> _TASK TO COMPLETE_:
Present the following data again exactly as it is shown.

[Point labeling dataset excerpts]

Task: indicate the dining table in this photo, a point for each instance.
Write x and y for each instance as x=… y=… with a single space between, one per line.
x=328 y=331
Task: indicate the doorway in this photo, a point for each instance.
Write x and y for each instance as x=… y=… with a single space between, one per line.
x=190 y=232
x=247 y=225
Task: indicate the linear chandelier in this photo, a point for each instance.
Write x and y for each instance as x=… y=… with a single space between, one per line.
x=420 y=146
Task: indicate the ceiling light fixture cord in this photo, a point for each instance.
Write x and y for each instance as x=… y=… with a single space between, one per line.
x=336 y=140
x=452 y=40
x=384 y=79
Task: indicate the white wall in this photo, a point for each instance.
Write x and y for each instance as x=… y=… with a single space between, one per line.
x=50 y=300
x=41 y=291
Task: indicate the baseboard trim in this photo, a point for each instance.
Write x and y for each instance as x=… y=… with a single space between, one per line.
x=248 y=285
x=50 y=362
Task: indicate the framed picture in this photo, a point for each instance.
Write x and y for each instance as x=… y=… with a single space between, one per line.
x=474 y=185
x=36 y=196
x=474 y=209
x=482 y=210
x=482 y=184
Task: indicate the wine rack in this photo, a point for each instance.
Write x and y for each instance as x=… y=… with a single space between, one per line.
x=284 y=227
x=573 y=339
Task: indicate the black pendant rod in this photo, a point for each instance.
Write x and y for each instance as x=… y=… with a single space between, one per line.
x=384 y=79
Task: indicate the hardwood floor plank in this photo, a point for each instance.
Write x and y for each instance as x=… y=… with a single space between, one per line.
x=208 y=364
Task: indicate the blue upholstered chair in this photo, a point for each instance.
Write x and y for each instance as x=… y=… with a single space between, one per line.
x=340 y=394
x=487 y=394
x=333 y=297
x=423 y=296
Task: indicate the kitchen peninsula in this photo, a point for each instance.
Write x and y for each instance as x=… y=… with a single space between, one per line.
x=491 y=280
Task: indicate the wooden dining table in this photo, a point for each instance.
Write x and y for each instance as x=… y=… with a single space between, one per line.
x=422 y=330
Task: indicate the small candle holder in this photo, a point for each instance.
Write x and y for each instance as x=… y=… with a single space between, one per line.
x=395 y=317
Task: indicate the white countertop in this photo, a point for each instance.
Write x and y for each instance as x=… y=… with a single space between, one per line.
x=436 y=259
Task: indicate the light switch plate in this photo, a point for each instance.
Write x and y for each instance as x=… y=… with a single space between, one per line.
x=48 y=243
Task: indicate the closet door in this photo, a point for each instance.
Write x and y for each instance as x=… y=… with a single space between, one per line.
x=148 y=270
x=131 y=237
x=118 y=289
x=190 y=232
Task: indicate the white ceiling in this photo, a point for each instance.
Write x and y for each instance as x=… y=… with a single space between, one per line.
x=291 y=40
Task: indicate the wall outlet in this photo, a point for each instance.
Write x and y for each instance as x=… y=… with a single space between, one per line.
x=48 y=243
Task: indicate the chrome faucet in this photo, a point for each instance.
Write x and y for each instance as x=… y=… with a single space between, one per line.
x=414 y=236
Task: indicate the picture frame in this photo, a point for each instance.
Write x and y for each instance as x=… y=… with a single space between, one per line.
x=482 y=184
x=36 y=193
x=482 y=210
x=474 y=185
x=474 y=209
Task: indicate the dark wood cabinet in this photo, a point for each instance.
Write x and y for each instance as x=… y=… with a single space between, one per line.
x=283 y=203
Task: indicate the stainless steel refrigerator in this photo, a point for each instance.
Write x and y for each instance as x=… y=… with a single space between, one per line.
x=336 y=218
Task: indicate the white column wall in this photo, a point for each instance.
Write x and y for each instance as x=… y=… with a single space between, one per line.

> _SOLVED PROBLEM_:
Task: indicate the dining table in this photo, a point for each instance.
Write x and y for each instance as x=… y=… with a single space between, one per line.
x=328 y=331
Task: indicate the doorway in this photo, a point for each instance.
Write x and y for each instance as x=… y=… with a single space between, one per line.
x=190 y=232
x=247 y=225
Task: indicate the linear chandelier in this photo, a point for each instance.
Write x and y for each instance as x=… y=… with a single space between, one per line.
x=420 y=146
Task: indicate the ceiling light fixture cord in this photo, a point for each instance.
Write x and y for each instance as x=… y=… with a single space between, one per line.
x=336 y=140
x=452 y=40
x=384 y=79
Task: indicate the white wall in this photo, a point for each instance.
Write x and y for each instance as x=… y=… with a single space between, one per line.
x=50 y=300
x=41 y=291
Task: indicate the baseboard trim in this photo, a point for each instance.
Write x and y for each instance as x=… y=… with a single space between, one per line.
x=248 y=285
x=50 y=362
Task: indicate the framed picture in this photo, a point for each instance.
Write x and y for each instance as x=… y=… with a single space between, one per line.
x=474 y=185
x=36 y=196
x=474 y=209
x=482 y=210
x=482 y=184
Task: indicate the wine rack in this photo, a point for each instance.
Write x and y for each instance as x=… y=… with a single space between, one per line.
x=284 y=227
x=573 y=339
Task: indicate the black pendant rod in this photo, a point for each instance.
Write x and y for each instance as x=… y=… with a single space between, one per line.
x=384 y=79
Task: indicate the hardwood floor plank in this photo, a point for each instance.
Write x and y for each instance as x=… y=… with a single space between, one per line.
x=208 y=364
Task: indicate the blue upholstered chair in this photo, a point for each instance.
Write x and y for each instance as x=… y=… with a single space between, one per line.
x=340 y=394
x=487 y=394
x=333 y=297
x=423 y=296
Task: indicate the kitchen peninsula in this photo, a point for each instance.
Write x and y for each instance as x=… y=… with a single space between, one per line.
x=491 y=280
Task: indicate the wooden dining table in this photo, a point for each instance.
Write x and y for each instance as x=… y=… with a single space between, one per line.
x=422 y=330
Task: indicate the small candle holder in this photo, a point for each instance.
Write x and y for each instance as x=… y=… with a single space between, one per line.
x=395 y=317
Task: indicate the white countertop in this photo, a point for each instance.
Write x and y for each instance as x=… y=… with a single space between, one per line.
x=436 y=259
Task: indicate the light switch plate in this photo, a point for each instance.
Write x and y for each instance as x=… y=… with a single space between, one per line.
x=48 y=243
Task: indicate the closet door in this photo, a point for each instance.
Write x and y for each instance as x=… y=… with a single space between, one per line.
x=148 y=270
x=131 y=237
x=118 y=289
x=190 y=232
Task: indicate the white ceiling in this photo, a point for each instance.
Write x and y for each instance as x=… y=… with a single space between, one per line.
x=291 y=40
Task: indicate the wall outlet in this photo, a point for each instance.
Write x and y for each instance as x=… y=… with a single space between, one per line.
x=48 y=243
Task: indicate the chrome faucet in this photo, a point for each instance.
Write x and y for each instance as x=… y=… with a single space between, one per line.
x=414 y=236
Task: indicate the picture frame in this photo, a point for each instance.
Write x and y for each instance as x=… y=… with a single space between, one per line.
x=482 y=184
x=36 y=193
x=482 y=210
x=474 y=185
x=474 y=209
Task: indicate the dark wood cabinet in this photo, a point for each instance.
Write x and y for each instance as x=… y=… with a single space between, one per line.
x=283 y=203
Task: indicate the stainless steel refrigerator in this photo, a point for each instance.
Write x and y for each instance as x=… y=… with a single space between, one per line.
x=336 y=218
Task: indicate the white column wall in this photo, a point for each instance.
Write x and y for each instance as x=… y=… with a single space between, one per line.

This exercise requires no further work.